**Materials provided**
+---+
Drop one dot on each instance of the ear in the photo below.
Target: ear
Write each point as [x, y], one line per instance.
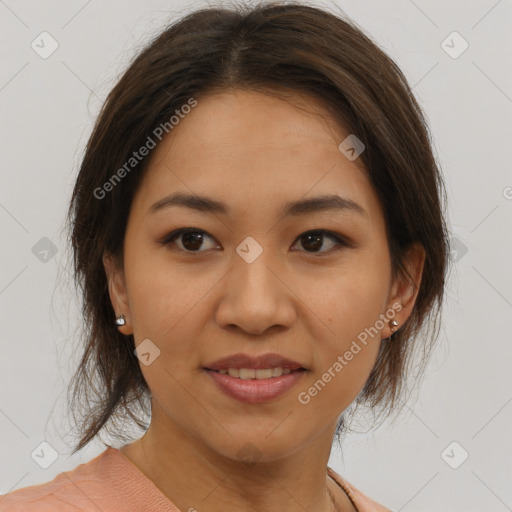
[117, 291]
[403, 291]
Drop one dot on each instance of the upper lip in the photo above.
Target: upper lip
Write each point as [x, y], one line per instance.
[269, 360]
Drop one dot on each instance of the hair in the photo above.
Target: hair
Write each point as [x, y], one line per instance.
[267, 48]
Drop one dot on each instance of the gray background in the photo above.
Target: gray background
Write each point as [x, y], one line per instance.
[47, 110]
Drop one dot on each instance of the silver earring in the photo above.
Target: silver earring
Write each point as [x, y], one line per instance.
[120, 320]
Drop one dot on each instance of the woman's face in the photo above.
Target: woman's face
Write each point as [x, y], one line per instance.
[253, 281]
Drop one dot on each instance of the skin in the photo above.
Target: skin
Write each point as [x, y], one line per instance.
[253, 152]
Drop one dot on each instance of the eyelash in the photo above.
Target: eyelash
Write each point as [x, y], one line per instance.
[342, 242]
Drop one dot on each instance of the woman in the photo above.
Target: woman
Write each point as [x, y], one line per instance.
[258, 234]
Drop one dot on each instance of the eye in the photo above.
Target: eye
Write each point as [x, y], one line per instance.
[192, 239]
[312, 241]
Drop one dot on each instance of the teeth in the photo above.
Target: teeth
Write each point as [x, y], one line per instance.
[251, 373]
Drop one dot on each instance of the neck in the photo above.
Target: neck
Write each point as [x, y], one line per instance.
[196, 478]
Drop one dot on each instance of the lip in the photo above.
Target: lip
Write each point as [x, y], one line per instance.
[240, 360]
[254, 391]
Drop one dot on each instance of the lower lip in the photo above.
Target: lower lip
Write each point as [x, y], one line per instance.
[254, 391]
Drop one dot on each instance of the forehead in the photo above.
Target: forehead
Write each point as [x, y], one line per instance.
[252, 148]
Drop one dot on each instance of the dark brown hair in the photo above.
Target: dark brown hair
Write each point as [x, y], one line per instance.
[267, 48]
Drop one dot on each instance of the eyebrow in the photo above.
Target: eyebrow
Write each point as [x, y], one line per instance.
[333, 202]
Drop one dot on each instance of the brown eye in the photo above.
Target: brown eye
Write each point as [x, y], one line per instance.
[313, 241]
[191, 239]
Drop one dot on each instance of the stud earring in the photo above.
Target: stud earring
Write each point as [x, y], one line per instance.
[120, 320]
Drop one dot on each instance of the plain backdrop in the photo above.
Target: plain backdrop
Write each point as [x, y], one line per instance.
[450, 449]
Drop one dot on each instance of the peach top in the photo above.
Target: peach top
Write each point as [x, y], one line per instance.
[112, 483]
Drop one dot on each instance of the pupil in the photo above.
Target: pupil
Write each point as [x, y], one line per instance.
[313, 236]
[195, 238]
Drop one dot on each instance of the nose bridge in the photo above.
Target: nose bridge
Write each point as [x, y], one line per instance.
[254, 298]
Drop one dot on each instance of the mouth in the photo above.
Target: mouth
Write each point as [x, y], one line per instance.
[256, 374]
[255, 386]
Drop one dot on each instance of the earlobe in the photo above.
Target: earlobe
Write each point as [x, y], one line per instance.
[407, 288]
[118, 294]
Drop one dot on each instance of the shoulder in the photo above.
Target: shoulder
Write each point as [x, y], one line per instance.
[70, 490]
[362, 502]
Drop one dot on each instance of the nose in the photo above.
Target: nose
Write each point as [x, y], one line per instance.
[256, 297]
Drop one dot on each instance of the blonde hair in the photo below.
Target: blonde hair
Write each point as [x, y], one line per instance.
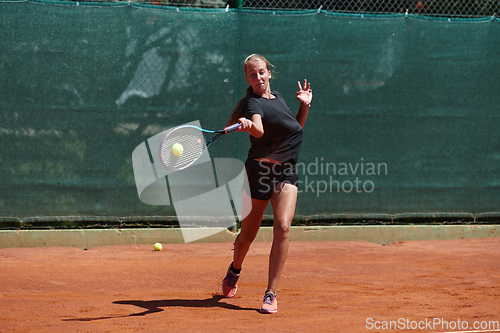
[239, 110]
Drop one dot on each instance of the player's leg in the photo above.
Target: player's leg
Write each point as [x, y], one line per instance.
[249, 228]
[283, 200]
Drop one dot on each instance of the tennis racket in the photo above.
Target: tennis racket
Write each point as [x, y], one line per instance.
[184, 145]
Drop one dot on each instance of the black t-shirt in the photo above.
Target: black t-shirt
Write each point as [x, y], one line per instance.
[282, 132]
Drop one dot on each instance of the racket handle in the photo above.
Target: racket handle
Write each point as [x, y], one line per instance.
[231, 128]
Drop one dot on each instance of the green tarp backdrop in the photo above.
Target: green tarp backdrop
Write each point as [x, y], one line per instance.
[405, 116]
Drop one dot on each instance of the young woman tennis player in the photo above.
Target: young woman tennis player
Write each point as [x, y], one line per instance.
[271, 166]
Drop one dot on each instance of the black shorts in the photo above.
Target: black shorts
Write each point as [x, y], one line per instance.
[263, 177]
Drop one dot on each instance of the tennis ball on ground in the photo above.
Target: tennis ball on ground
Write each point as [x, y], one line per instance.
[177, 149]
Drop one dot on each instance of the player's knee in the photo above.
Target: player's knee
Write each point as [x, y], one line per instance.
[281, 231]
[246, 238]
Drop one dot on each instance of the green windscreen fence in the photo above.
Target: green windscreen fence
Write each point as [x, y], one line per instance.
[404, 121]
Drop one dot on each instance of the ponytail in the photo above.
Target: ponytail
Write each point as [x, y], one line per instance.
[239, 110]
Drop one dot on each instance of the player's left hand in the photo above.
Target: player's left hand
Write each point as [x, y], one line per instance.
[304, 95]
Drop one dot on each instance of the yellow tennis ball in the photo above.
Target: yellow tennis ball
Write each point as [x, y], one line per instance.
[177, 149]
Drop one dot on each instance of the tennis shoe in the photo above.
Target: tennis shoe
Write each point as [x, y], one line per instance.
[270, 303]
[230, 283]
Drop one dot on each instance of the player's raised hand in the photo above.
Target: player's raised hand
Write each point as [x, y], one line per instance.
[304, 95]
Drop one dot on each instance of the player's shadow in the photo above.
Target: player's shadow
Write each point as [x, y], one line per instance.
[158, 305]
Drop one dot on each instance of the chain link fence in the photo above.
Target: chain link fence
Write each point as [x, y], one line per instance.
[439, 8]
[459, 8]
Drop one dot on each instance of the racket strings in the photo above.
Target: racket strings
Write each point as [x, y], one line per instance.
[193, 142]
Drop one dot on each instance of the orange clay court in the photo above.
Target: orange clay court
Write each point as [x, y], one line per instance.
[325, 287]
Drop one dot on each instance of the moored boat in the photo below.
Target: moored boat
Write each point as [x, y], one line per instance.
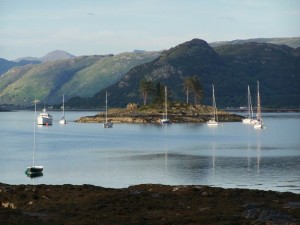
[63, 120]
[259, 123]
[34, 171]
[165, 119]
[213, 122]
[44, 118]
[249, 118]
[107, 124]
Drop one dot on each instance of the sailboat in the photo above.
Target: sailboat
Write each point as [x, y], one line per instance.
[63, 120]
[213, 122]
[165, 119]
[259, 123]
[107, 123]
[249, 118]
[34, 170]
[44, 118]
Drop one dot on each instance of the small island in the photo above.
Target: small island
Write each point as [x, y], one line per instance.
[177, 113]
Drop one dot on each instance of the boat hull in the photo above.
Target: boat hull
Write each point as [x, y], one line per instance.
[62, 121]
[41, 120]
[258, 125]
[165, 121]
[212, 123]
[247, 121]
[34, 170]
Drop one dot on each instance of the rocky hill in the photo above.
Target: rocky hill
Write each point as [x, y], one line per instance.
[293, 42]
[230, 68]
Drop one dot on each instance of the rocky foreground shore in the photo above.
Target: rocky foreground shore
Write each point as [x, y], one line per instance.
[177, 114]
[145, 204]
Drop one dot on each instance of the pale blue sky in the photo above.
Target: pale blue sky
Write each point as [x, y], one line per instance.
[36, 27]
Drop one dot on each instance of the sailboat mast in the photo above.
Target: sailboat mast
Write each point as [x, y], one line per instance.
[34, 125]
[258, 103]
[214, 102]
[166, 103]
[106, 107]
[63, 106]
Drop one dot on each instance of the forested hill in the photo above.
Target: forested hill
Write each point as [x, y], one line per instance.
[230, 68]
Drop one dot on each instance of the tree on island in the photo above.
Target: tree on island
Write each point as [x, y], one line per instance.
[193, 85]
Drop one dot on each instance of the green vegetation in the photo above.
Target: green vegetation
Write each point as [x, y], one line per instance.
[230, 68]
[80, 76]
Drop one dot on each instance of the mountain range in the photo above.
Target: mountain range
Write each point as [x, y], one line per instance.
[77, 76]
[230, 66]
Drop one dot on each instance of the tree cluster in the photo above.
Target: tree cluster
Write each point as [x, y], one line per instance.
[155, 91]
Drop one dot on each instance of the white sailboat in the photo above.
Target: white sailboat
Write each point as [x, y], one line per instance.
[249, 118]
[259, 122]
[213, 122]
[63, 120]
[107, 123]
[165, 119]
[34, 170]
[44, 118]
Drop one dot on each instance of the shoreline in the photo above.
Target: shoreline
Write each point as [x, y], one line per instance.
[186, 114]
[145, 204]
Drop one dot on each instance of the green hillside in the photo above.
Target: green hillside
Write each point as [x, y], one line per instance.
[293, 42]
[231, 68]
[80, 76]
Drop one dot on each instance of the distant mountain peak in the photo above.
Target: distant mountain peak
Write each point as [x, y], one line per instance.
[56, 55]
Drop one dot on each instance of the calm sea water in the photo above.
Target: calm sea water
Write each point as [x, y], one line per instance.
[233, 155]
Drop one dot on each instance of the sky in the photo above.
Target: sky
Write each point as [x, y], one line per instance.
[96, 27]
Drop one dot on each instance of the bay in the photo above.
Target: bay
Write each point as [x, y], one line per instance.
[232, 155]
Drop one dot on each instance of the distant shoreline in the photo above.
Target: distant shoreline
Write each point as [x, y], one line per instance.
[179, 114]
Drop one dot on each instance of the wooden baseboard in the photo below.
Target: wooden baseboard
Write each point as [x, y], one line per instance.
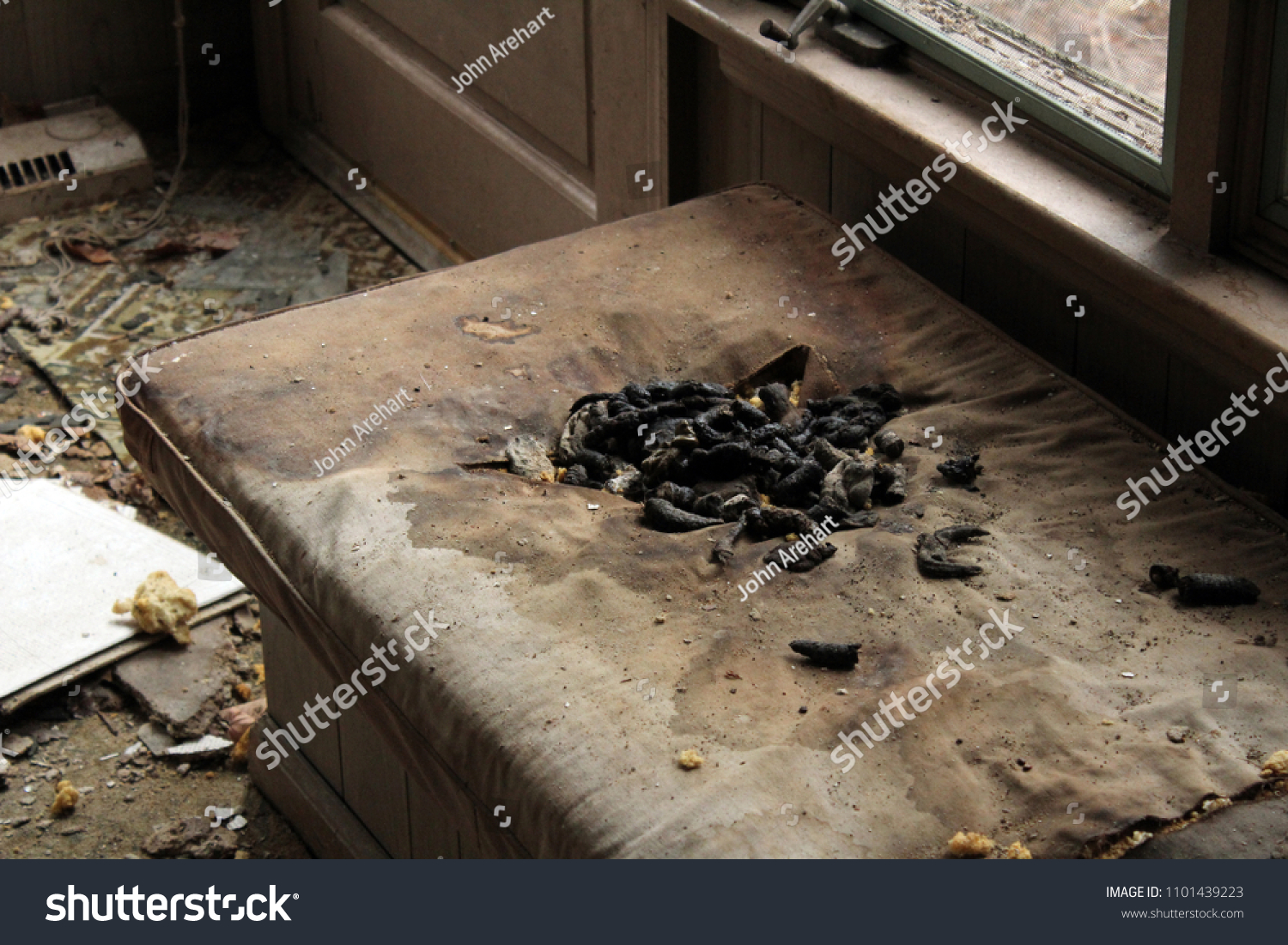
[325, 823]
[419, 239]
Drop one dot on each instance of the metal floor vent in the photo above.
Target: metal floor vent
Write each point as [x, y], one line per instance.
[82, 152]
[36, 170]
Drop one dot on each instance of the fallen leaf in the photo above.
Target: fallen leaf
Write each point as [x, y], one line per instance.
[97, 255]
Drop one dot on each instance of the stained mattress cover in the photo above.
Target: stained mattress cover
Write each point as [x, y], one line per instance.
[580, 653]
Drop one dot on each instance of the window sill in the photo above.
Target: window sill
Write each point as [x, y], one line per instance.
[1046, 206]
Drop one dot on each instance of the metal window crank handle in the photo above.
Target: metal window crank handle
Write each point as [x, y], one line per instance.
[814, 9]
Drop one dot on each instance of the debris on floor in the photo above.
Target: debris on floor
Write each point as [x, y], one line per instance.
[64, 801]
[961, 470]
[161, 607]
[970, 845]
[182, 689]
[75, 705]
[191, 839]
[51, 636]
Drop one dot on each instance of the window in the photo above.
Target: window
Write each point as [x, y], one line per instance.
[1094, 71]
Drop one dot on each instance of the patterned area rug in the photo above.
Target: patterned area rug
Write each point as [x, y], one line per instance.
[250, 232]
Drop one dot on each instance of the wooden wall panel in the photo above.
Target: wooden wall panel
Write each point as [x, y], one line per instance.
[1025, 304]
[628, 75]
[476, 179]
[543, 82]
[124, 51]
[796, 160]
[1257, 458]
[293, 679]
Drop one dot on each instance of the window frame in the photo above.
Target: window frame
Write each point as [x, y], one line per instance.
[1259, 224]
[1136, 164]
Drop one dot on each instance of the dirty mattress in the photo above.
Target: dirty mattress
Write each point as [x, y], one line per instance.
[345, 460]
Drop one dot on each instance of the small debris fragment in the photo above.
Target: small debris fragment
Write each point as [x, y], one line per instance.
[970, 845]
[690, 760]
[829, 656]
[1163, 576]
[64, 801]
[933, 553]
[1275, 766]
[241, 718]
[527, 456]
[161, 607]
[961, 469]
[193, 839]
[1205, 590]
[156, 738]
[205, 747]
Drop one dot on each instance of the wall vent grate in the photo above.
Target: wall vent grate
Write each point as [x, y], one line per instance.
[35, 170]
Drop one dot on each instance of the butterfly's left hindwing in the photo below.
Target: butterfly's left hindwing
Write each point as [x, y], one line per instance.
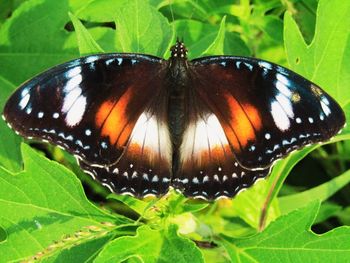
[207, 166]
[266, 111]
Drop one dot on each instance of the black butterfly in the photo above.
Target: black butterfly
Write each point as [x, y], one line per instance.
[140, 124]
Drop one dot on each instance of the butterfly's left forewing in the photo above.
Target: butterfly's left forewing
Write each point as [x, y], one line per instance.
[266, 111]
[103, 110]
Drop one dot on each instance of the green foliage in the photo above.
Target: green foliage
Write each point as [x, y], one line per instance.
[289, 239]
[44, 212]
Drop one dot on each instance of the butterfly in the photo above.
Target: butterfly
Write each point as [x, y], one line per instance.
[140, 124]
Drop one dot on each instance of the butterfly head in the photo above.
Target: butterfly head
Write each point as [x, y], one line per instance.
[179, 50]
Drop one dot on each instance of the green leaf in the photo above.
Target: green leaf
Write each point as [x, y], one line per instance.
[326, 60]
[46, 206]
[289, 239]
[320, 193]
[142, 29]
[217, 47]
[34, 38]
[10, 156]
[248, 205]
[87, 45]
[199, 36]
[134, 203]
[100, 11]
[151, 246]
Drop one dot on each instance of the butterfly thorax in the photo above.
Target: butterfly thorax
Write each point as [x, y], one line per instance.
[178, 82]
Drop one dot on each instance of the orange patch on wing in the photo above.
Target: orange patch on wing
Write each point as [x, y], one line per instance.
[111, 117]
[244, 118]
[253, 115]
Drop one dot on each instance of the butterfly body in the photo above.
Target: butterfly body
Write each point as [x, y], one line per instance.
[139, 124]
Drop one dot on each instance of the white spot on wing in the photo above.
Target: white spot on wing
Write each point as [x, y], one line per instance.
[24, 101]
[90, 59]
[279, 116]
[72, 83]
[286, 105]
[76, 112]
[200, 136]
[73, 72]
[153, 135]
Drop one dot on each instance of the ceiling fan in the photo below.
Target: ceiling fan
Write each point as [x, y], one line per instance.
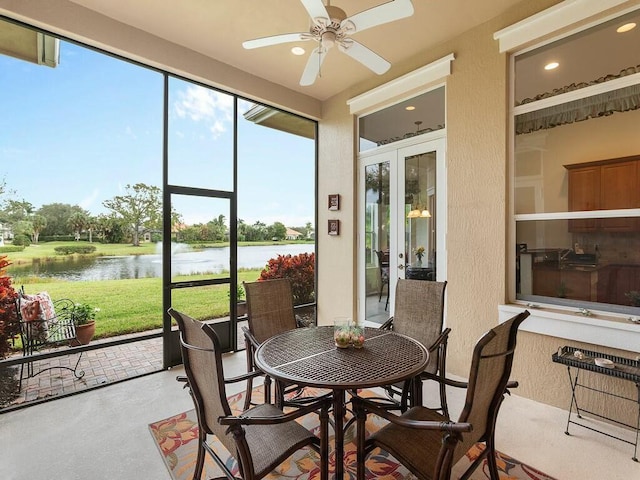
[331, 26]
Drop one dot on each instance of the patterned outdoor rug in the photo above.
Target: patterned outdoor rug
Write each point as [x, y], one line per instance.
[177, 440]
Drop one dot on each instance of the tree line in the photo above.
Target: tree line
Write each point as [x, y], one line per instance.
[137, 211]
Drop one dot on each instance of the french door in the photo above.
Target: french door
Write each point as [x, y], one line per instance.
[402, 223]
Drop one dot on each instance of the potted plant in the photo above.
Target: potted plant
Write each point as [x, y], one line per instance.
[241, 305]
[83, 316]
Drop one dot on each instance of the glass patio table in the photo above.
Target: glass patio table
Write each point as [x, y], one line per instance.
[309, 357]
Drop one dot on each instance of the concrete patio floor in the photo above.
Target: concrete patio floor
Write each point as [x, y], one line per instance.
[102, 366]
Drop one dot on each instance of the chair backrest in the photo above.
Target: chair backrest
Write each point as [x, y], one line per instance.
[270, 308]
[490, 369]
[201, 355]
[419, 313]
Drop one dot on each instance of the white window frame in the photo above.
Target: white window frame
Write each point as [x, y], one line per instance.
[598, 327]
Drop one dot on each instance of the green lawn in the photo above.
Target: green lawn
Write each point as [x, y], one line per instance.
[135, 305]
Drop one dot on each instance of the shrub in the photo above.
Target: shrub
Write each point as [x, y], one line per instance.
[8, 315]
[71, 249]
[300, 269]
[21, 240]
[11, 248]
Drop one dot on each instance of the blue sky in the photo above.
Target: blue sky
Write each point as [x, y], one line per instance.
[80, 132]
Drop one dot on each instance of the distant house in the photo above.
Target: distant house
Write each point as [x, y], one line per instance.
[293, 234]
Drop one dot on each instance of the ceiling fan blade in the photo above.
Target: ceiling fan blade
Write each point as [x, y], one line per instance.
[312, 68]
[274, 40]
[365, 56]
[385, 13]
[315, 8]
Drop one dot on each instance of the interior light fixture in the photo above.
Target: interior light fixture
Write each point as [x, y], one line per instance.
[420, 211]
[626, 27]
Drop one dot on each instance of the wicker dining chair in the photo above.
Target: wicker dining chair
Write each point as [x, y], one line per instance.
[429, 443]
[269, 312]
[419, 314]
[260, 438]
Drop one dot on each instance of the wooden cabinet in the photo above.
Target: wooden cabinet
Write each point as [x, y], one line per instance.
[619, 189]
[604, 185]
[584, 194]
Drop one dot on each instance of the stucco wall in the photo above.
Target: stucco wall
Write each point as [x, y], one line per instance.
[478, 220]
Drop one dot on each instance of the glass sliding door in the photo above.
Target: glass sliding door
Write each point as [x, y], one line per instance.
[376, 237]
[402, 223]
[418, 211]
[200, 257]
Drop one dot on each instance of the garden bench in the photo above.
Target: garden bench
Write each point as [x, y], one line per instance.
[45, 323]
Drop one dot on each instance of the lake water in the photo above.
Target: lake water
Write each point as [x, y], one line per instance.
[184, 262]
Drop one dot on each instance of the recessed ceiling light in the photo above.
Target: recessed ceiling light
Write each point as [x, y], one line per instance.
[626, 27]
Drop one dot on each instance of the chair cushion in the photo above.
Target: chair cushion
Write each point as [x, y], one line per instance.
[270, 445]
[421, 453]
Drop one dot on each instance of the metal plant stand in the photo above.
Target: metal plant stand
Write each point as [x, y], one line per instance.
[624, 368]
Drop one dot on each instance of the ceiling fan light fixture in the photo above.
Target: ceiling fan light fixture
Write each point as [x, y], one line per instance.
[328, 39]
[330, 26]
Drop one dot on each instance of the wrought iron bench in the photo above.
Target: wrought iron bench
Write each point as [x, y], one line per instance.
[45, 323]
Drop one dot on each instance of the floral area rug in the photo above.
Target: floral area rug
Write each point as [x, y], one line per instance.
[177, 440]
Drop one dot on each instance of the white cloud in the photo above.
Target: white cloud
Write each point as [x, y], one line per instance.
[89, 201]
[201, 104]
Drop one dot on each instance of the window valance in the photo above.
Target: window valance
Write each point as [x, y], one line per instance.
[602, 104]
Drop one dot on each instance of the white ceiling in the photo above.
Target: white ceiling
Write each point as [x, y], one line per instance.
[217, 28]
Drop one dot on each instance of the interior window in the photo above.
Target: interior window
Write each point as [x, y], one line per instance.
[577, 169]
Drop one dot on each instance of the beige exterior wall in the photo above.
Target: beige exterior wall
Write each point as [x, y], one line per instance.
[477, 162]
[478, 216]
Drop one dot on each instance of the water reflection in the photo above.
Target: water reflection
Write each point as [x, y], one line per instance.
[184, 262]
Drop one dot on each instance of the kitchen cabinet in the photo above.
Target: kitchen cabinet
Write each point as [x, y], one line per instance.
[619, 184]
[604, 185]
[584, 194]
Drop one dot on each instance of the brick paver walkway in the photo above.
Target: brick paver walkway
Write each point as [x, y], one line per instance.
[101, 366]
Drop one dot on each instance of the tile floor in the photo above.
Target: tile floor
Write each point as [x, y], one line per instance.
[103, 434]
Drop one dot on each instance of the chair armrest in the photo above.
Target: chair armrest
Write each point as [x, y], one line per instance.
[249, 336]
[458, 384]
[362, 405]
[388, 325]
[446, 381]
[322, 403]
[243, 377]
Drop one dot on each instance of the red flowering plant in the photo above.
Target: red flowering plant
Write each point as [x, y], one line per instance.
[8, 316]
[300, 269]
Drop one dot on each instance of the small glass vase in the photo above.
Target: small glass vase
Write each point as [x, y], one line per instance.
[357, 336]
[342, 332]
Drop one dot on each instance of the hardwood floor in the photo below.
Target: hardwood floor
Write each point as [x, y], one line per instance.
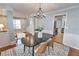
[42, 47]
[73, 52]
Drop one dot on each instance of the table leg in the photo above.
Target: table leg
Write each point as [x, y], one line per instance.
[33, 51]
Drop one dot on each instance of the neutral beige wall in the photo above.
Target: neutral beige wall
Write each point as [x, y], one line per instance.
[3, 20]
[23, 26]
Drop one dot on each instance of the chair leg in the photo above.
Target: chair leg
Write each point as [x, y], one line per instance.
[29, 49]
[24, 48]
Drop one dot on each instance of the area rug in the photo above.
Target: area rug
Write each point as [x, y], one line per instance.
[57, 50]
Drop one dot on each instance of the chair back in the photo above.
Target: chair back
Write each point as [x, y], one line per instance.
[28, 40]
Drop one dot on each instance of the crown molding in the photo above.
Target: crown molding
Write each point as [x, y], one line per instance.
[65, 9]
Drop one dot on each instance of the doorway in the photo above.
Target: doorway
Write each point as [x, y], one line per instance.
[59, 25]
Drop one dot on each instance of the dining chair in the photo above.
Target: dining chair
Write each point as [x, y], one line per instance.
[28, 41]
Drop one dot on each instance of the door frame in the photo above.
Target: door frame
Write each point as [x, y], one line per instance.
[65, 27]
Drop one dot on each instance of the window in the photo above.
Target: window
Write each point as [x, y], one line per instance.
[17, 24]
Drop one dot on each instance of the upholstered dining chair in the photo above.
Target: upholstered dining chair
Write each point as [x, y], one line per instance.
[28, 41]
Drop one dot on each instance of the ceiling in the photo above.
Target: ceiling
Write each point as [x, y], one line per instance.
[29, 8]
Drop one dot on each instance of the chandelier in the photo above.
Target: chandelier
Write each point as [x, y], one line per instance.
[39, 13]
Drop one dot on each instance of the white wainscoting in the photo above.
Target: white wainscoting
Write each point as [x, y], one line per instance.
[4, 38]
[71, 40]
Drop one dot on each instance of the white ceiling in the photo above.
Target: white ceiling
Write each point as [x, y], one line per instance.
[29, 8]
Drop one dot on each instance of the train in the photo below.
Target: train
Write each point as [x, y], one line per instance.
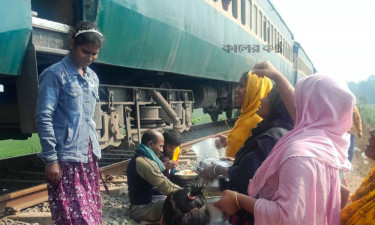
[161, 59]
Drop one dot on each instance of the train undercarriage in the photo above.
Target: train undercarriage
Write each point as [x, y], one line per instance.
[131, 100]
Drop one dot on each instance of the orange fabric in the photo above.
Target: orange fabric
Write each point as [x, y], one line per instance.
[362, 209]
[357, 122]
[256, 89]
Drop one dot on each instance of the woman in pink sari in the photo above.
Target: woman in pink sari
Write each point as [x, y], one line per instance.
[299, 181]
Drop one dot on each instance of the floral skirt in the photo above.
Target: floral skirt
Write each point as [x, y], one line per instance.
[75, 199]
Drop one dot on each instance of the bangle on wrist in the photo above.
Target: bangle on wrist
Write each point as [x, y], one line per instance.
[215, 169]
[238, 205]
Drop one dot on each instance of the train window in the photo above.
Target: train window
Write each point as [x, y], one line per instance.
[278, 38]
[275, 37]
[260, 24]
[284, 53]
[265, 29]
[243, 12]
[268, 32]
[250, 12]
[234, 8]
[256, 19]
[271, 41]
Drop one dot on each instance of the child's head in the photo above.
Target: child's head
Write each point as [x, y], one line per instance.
+---+
**Written problem**
Please write out the material from the line containing "Drop one dot on each instance of the white wainscoting" to its final line, both inclusive, exactly as it appears; pictures are not part of the copy.

**Completed task**
Drop one dot on each instance of the white wainscoting in the photo above.
Target: white wainscoting
Write each point as [x, y], one line per instance.
[4, 38]
[71, 40]
Drop one dot on each instance of the white ceiling in the photo above.
Target: white ceiling
Write each point as [x, y], one line per instance.
[29, 8]
Drop one dot on each instance of the train in the photo below.
Target: train
Write each point as [x, y], one line per instance.
[161, 59]
Drop one dot on each instance of the train undercarriage in the photo above.
Target: train undercarriage
Write each point as [x, y], one line per instance.
[131, 100]
Drop one dot on each instance of the orange fabric in the photo above.
Target: orange fabric
Write each point as [x, y], one line per instance.
[362, 209]
[357, 122]
[256, 89]
Drop one dot on each instance of the woman in pink sari in the photo above.
Target: woman in pink sari
Write each point as [x, y], one line per instance.
[299, 181]
Drop one dot on each instance of the floral skirt in the photo above.
Target: floral skirt
Write each point as [x, y], one line per instance.
[75, 199]
Drop one dot on each instance of the bangle on wrist in the photo above.
Target: bangle on wrist
Write each point as [x, y], one line per instance.
[215, 169]
[238, 205]
Drop one dot on each instance of the train window in the photo above.
Target: train window
Write each point as [x, y], one line per instance.
[278, 38]
[275, 37]
[260, 24]
[284, 53]
[265, 29]
[243, 12]
[268, 32]
[250, 12]
[234, 8]
[256, 19]
[271, 41]
Drop one dot on each instance of the child's head in the photo above.
Target: child's head
Write each point as [x, y], one line per instance.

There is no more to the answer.